| What is needed |
According to the post about Fathom's visitors, how long has Evelyn Eastmond worked on the Scratch project at the MIT Media Lab?

Silk, Scratch, and lots of vindaloo
With two visitors and a weeklong culinary tour* of Beacon Hill, we've had a busy few weeks here at Fathom.

The excitement began with a visit from Fio Omenetto, a Professor of Biomedical Engineering and head of the laboratory for Ultrafast Nonlinear Optics and Biophotonics at Tufts University. He's also been spearheading an exploration of the use of silk as a material platform for photonics, optoelectronics and high-technology applications.

Mark first happened upon Fio in the waiting room of their kids' piano lessons. In their shared 60 minute window each Saturday afternoon, Fio stared over Mark's shoulder at the step-by-step development of Scaled in Miles, and in return described the biomedical applications of silk. It was only a matter of time before Mark lured Fio and one of his researchers, Benedetto Marelli, into the Fathom studio to tell us about their exciting work.

In his lab, Fio and his team have been repurposing silk for a multitude of domains. Silk fibroin, extracted from silkworm cocoons, is a unique biopolymer that’s sustainable, biodegradable, edible, safe to implant in the human body, and technological. Silk can be used as a sustainable material to preserve food, a naturally degradable means of implanting vaccines into the human body, a means of containing and preserving otherwise degradable materials and medicines (say goodbye to the modern refrigerator), a time-release ink for printing, and a myriad of other impressive applications.

Fio, James, Ben, and Benedetto talk about silk and the human genome

Stay tuned for our upcoming developments in silk cutlery and silk-printed posters—they’re going to be huge.

In the latter half of the week, Andrés brought in a friend and active member of the Processing community, Evelyn Eastmond. Evelyn has been working as a software engineer and designer on the Scratch project at the MIT Media Lab for the last seven years. Scratch is a tool that teaches kids how to program interactive stories, games, and animations by giving them the conceptual framework they need to start coding. She’s also currently a faculty member of the Digital + Media program at RISD.

Evelyn came in to share her experience as a developer-turned-designer, or in her own words, she's a "coder and artist interested in the elegance of abstraction both in coding, as a way to describe complex software systems, and in painting, as a way to describe a personal, visual language.” We’re also excited about the developments she’s been making in p5.js.

We closed out Evelyn's visit (and celebrated the fourth meal of our culinary tour) with some tasty fare from a local Indian joint.

Evelyn, Fathom, and an assortment of vindaloos.

Thanks to all of our visitors for sharing their work with us, we hope you stop by again soon!

| Dataset excerpts |
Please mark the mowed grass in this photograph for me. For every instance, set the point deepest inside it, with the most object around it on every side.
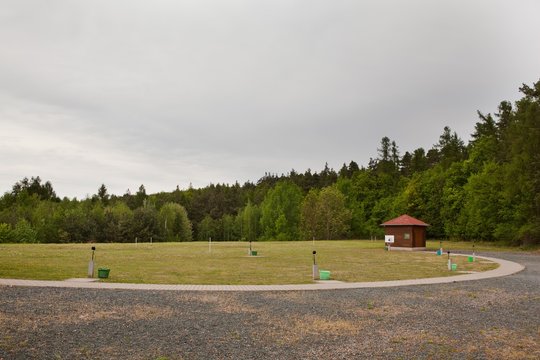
(228, 262)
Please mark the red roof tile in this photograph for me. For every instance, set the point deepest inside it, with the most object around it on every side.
(404, 220)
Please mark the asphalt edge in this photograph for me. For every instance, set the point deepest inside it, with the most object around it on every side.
(505, 268)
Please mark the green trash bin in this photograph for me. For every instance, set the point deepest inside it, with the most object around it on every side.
(324, 275)
(103, 273)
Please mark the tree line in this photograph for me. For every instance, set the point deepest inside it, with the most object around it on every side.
(488, 189)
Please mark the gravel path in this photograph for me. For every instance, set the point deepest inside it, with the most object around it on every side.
(496, 318)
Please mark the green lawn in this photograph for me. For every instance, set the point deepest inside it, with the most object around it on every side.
(228, 263)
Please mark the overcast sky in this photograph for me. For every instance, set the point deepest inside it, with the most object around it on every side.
(167, 93)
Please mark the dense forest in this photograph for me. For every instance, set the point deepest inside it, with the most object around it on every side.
(488, 189)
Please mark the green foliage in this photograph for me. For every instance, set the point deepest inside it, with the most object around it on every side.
(24, 233)
(174, 222)
(280, 212)
(324, 215)
(6, 234)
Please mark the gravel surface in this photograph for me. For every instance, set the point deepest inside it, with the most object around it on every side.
(487, 319)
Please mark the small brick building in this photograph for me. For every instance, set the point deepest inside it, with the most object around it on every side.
(409, 233)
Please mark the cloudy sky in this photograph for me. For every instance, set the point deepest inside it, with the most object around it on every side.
(167, 93)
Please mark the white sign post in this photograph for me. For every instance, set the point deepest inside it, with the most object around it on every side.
(388, 239)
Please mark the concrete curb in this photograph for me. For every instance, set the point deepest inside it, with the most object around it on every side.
(505, 268)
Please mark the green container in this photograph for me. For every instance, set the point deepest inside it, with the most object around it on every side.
(324, 274)
(103, 273)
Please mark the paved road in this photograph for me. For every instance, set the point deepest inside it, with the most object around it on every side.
(484, 319)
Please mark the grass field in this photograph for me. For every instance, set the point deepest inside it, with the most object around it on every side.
(228, 263)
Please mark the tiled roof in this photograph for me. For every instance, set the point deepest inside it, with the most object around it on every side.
(404, 220)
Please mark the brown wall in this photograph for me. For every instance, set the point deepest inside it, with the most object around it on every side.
(417, 235)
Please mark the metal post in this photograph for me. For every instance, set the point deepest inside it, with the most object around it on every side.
(91, 264)
(315, 269)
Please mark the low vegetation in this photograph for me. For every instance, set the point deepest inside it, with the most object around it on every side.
(228, 262)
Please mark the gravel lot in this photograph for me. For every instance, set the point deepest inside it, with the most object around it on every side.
(488, 319)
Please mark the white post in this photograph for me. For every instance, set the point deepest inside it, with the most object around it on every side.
(91, 269)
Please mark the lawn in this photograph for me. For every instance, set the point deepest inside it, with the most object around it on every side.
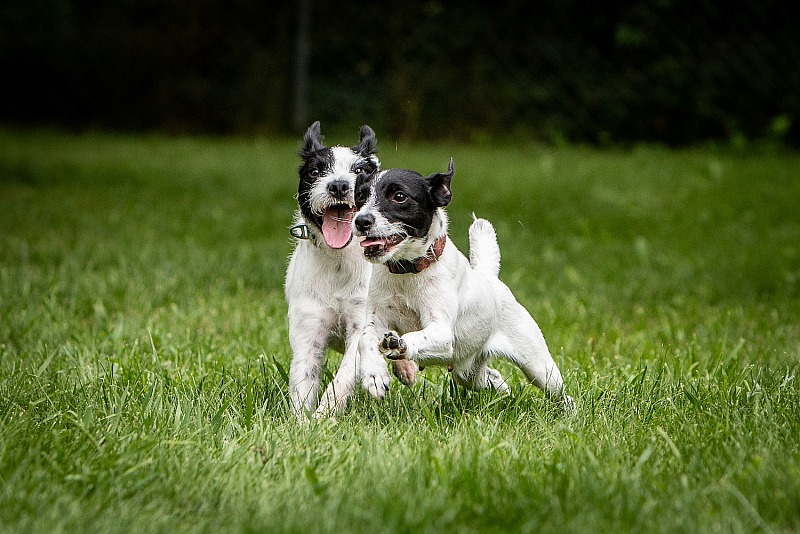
(143, 346)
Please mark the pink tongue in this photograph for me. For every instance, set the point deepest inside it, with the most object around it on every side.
(370, 242)
(336, 227)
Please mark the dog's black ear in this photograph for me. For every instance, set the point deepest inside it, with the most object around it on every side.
(439, 186)
(367, 145)
(312, 141)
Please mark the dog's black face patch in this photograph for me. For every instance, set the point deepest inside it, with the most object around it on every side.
(402, 196)
(405, 197)
(315, 165)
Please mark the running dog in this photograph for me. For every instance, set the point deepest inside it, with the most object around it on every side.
(327, 278)
(428, 304)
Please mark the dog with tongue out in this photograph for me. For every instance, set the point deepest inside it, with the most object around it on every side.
(327, 278)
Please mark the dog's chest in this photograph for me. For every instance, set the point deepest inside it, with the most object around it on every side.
(401, 316)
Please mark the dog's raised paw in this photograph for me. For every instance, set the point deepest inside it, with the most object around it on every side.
(405, 371)
(392, 346)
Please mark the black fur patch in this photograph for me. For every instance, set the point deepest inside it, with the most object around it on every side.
(407, 197)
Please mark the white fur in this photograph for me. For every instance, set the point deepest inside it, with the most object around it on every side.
(326, 293)
(457, 313)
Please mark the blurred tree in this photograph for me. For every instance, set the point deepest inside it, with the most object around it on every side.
(670, 71)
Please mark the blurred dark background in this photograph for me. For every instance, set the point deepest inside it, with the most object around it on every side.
(672, 71)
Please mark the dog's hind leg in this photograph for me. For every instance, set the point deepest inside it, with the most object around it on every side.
(343, 384)
(521, 341)
(481, 377)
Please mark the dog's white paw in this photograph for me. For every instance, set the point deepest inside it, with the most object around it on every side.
(392, 346)
(377, 382)
(495, 381)
(405, 371)
(568, 405)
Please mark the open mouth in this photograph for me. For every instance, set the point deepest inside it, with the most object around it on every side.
(375, 247)
(336, 225)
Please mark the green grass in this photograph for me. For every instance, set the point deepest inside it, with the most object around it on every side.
(143, 347)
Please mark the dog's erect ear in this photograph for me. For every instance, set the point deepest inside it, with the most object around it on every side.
(367, 144)
(312, 141)
(439, 186)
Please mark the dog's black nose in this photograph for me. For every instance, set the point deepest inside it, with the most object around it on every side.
(338, 189)
(364, 222)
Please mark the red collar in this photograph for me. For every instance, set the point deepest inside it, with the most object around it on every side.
(420, 264)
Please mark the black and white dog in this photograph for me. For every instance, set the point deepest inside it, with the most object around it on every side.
(428, 304)
(327, 278)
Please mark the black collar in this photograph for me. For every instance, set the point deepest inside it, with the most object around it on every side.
(420, 264)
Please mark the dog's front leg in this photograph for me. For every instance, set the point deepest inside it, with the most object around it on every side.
(372, 367)
(341, 387)
(433, 344)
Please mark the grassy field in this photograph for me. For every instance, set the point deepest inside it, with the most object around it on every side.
(143, 347)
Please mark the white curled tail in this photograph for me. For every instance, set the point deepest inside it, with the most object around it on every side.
(484, 252)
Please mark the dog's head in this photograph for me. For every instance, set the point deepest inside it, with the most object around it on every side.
(327, 182)
(400, 212)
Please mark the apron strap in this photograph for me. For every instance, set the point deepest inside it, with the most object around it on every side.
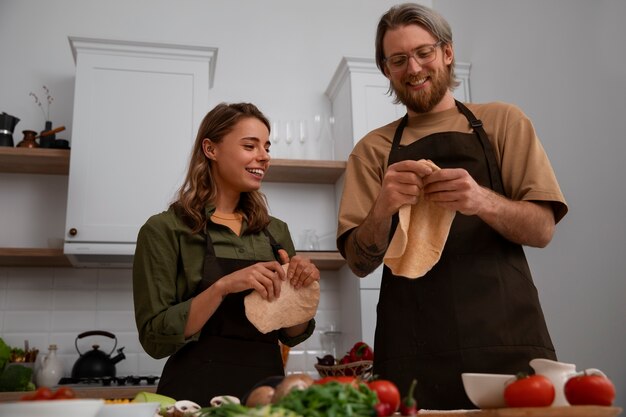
(275, 245)
(476, 124)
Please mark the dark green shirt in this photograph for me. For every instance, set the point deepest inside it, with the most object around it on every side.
(167, 268)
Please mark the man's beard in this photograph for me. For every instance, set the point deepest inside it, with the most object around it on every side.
(422, 101)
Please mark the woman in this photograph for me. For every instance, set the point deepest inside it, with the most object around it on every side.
(195, 263)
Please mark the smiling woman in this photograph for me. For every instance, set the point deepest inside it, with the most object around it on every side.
(195, 263)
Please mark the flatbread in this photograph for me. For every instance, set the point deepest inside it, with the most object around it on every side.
(419, 239)
(291, 308)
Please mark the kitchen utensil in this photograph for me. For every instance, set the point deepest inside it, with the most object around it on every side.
(486, 390)
(129, 410)
(29, 140)
(7, 127)
(96, 363)
(51, 370)
(558, 373)
(52, 408)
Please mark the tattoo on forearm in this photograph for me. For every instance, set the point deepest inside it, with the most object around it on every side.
(369, 257)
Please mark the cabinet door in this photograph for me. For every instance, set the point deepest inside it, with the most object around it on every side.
(137, 107)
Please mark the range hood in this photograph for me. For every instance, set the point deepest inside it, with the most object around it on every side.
(100, 255)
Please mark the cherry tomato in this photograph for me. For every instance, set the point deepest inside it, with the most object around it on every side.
(63, 393)
(387, 393)
(341, 379)
(529, 391)
(589, 389)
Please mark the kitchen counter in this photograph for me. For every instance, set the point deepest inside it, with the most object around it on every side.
(93, 391)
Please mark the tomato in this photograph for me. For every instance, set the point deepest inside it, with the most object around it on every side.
(589, 389)
(43, 393)
(387, 393)
(63, 393)
(361, 352)
(529, 391)
(341, 379)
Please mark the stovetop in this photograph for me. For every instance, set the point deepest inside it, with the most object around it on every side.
(107, 381)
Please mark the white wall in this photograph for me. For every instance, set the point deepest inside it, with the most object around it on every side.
(561, 61)
(564, 63)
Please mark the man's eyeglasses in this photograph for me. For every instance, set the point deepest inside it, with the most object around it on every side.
(422, 55)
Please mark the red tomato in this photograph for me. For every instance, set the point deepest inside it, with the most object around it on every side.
(589, 389)
(42, 393)
(63, 393)
(529, 391)
(387, 393)
(340, 379)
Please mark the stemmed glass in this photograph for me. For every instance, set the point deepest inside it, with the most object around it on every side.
(289, 135)
(275, 138)
(303, 135)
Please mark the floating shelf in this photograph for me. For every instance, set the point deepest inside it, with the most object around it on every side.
(34, 161)
(305, 171)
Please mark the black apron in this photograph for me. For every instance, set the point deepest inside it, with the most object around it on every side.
(477, 309)
(231, 355)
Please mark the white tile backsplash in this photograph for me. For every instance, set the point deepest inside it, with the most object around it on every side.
(55, 305)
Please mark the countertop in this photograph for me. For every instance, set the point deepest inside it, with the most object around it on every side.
(91, 391)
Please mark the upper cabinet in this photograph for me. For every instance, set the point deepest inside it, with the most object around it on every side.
(360, 103)
(137, 107)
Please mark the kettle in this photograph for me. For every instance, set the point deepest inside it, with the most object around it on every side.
(96, 363)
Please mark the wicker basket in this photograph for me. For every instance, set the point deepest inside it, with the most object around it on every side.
(360, 369)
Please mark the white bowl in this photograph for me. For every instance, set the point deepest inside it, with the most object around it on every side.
(129, 410)
(486, 390)
(52, 408)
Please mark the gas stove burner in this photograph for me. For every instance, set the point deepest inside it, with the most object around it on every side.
(107, 381)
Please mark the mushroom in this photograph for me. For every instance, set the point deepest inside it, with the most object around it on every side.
(291, 382)
(183, 408)
(224, 399)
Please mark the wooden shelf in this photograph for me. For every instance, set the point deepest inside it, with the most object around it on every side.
(305, 171)
(34, 160)
(44, 257)
(33, 257)
(325, 261)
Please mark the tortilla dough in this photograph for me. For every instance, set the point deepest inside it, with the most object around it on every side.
(419, 239)
(291, 308)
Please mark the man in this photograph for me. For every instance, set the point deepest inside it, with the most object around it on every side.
(477, 309)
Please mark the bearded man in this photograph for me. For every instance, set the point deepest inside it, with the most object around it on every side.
(475, 308)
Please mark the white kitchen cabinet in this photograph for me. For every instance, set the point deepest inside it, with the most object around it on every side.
(360, 103)
(137, 107)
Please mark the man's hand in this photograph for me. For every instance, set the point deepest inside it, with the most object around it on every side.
(402, 184)
(301, 272)
(455, 189)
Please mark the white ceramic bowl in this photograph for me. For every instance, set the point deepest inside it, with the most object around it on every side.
(486, 390)
(52, 408)
(129, 410)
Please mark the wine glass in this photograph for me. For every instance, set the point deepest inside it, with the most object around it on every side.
(289, 135)
(275, 138)
(303, 135)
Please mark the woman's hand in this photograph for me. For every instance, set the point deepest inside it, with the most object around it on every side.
(301, 272)
(264, 277)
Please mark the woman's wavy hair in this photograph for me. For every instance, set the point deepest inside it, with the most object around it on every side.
(199, 187)
(414, 14)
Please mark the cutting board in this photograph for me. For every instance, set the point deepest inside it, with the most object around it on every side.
(570, 411)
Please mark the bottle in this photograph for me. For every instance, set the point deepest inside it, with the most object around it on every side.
(51, 370)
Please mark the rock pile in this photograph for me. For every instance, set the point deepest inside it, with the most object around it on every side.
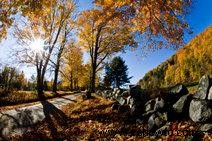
(158, 111)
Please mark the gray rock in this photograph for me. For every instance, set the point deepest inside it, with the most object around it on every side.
(139, 121)
(125, 94)
(203, 87)
(181, 104)
(128, 100)
(121, 101)
(115, 106)
(124, 110)
(149, 113)
(157, 120)
(199, 110)
(206, 127)
(151, 122)
(136, 107)
(131, 102)
(163, 130)
(210, 94)
(159, 103)
(149, 105)
(175, 93)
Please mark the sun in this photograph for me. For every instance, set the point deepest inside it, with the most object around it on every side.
(37, 45)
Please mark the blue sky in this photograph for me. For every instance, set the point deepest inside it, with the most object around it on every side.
(199, 19)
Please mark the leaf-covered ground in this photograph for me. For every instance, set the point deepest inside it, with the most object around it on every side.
(94, 120)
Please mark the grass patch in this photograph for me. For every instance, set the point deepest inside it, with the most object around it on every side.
(8, 98)
(93, 119)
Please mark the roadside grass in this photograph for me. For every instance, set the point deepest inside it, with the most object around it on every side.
(8, 98)
(94, 119)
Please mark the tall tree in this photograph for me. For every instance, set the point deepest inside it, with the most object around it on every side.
(107, 78)
(159, 22)
(101, 34)
(66, 39)
(9, 8)
(73, 67)
(41, 35)
(118, 72)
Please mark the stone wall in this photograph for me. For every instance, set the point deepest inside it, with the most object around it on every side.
(176, 104)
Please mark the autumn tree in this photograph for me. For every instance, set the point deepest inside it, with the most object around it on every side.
(159, 22)
(73, 66)
(107, 78)
(11, 78)
(10, 8)
(65, 39)
(101, 34)
(40, 36)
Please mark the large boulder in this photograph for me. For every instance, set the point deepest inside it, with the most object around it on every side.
(203, 88)
(206, 127)
(179, 90)
(175, 93)
(137, 100)
(149, 105)
(115, 106)
(159, 104)
(200, 110)
(210, 94)
(137, 93)
(182, 105)
(136, 107)
(125, 94)
(157, 120)
(154, 104)
(121, 101)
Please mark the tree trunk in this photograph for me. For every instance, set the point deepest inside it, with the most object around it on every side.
(54, 88)
(93, 77)
(40, 87)
(71, 81)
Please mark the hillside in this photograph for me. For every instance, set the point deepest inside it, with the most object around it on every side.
(186, 66)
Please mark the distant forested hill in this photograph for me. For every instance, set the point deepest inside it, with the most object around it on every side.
(186, 66)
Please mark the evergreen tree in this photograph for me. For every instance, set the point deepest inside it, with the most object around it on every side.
(107, 79)
(116, 72)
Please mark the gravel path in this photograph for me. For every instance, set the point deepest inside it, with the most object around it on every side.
(17, 121)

| Task answer |
Seven years.